* [WHAT THIS TASK INVOLVES] Reproduce the passage on synthetic biology word for word, from "- A McKinsey" to "our own ends.".

BEGIN PROVIDED PASSAGE

- Startups in the field are attracting more funding, including Impossible Foods, which uses bioengineered additives as part of its alternative meat. The company last month picked up another $200 million in funding, valuing it at $4 billion.
- A McKinsey report from earlier this year estimated the entire bioeconomy could have a direct global economic impact of up to $4 trillion over the next 10–20 years.
- The difference between the past few centuries of breeding plants and animals and today's synthetic biology is the control scientists are increasingly able to maintain over the messy stuff of life, thanks to advances in sequencing genes and, increasingly, synthesizing them.
- They can make deliberate, precise edits to DNA through new tools like CRISPR or even create genetic matter in entirely new combinations.
- Yet synthetic biology's practical value is just as important, if not more so, than its pure scientific value. Instead of imposing ourselves on nature, as humans have done since the Industrial Revolution, we can harness it and shape it to our own ends.
- "We don't discover bridges or buildings," Vijay Pande, a general partner at the VC firm Andreessen Horowitz who focuses on biotech, told me in an interview earlier this year. "We understand them and we design them — which is where we're going with biology."
- "We can grow materials that create better products for the planet and better products for the bottom line," Gavin McIntyre, a co-founder of the biomaterials company Ecovative Design, at a SynBioBeta panel on Tuesday.
- But that is changing — both DNA sequencing and synthesis are now accelerating faster than computing power.
- Add machine learning to the mix, and the speed will only increase. In a paper published in Nature Communications last week, researchers found algorithms were able to predict how changes in a cell's DNA would affect its behavior and make recommendations for future biological engineering cycles.
- That could accelerate everything from the discovery of new drugs to the development of lab-grown meat, as computers help synthetic biologists truly program life like their counterparts already program computers.
- Synthetic biologists also have to overcome an ingrained public suspicion of modifying nature.
- A global Pew Research survey released this week found larger shares of the public believe genetically modified foods are unsafe to eat than those who believe they are safe to eat.

END PROVIDED PASSAGE
BEGIN PROVIDED MATERIAL

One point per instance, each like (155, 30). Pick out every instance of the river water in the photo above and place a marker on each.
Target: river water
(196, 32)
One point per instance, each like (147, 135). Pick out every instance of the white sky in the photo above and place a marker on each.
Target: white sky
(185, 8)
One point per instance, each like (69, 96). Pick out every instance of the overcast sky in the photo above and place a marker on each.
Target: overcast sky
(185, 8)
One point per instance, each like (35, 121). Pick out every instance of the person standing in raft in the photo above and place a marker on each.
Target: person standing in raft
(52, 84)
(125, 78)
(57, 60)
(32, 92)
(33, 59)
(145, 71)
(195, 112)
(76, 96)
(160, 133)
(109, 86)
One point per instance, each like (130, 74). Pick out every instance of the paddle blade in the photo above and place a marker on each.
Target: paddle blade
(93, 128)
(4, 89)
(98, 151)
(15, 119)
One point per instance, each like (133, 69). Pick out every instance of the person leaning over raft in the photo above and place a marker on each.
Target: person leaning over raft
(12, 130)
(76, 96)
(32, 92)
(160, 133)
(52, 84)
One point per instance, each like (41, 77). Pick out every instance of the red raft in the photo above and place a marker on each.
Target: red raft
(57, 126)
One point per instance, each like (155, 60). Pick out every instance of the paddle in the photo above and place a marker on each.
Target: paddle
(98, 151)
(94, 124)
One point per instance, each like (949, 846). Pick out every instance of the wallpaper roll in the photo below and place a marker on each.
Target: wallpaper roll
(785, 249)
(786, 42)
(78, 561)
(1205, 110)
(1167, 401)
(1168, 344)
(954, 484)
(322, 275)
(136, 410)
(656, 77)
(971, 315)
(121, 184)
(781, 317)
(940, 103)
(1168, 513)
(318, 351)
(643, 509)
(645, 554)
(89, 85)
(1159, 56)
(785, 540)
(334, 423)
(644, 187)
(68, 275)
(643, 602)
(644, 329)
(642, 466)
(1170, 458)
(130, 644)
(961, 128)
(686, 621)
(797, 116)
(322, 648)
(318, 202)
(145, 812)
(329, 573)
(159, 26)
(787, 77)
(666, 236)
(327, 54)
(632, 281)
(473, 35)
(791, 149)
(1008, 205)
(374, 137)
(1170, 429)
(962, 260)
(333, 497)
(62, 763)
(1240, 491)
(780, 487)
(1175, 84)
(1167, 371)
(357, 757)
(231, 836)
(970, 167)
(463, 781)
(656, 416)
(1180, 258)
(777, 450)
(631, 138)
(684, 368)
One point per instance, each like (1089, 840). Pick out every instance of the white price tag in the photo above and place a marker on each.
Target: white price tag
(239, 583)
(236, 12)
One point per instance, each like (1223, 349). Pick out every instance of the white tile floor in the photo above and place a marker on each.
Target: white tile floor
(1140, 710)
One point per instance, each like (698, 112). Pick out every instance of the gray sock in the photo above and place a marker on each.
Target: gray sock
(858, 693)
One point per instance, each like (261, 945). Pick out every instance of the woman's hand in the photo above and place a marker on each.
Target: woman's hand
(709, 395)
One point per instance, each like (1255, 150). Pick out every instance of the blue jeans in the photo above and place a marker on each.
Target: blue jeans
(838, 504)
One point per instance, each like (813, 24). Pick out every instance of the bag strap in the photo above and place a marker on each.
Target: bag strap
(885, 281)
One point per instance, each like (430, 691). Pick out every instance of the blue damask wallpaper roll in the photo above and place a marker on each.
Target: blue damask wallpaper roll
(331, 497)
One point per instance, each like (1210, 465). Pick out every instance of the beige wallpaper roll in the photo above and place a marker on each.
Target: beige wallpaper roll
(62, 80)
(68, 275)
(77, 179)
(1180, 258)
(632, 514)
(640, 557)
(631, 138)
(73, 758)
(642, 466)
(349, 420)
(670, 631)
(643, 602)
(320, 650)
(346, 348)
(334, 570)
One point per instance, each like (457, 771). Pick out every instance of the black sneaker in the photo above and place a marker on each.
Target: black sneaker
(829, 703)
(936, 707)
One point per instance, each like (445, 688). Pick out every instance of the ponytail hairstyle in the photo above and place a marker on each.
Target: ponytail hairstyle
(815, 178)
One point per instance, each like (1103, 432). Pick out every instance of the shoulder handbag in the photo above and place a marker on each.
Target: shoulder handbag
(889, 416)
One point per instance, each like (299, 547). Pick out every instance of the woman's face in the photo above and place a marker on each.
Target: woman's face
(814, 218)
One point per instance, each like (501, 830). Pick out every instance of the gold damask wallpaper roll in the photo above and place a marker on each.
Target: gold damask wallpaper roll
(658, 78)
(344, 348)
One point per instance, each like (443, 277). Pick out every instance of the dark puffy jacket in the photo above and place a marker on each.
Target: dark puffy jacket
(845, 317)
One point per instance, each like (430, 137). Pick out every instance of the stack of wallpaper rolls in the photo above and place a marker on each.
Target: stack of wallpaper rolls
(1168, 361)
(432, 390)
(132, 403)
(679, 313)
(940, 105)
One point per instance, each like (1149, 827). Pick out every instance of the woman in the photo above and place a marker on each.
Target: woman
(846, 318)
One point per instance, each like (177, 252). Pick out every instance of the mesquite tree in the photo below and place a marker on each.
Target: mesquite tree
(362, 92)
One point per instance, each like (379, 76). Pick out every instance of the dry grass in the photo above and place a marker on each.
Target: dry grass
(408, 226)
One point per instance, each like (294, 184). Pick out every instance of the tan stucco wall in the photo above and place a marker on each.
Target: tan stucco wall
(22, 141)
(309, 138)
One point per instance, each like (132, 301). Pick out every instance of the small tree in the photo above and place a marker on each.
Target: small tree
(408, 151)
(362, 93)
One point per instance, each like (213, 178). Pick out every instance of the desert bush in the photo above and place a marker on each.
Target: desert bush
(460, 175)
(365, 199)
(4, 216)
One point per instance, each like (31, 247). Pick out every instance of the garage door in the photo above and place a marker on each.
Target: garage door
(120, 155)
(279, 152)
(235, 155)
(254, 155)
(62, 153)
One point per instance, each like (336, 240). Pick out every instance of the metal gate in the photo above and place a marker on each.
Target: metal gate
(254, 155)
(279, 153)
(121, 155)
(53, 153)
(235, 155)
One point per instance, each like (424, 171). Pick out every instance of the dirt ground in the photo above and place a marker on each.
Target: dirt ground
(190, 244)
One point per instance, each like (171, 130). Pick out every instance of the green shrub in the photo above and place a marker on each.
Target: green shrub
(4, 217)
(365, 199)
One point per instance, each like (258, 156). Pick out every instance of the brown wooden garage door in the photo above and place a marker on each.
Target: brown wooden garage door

END PROVIDED MATERIAL

* [TASK ANSWER]
- A McKinsey report from earlier this year estimated the entire bioeconomy could have a direct global economic impact of up to $4 trillion over the next 10–20 years.
- The difference between the past few centuries of breeding plants and animals and today's synthetic biology is the control scientists are increasingly able to maintain over the messy stuff of life, thanks to advances in sequencing genes and, increasingly, synthesizing them.
- They can make deliberate, precise edits to DNA through new tools like CRISPR or even create genetic matter in entirely new combinations.
- Yet synthetic biology's practical value is just as important, if not more so, than its pure scientific value. Instead of imposing ourselves on nature, as humans have done since the Industrial Revolution, we can harness it and shape it to our own ends.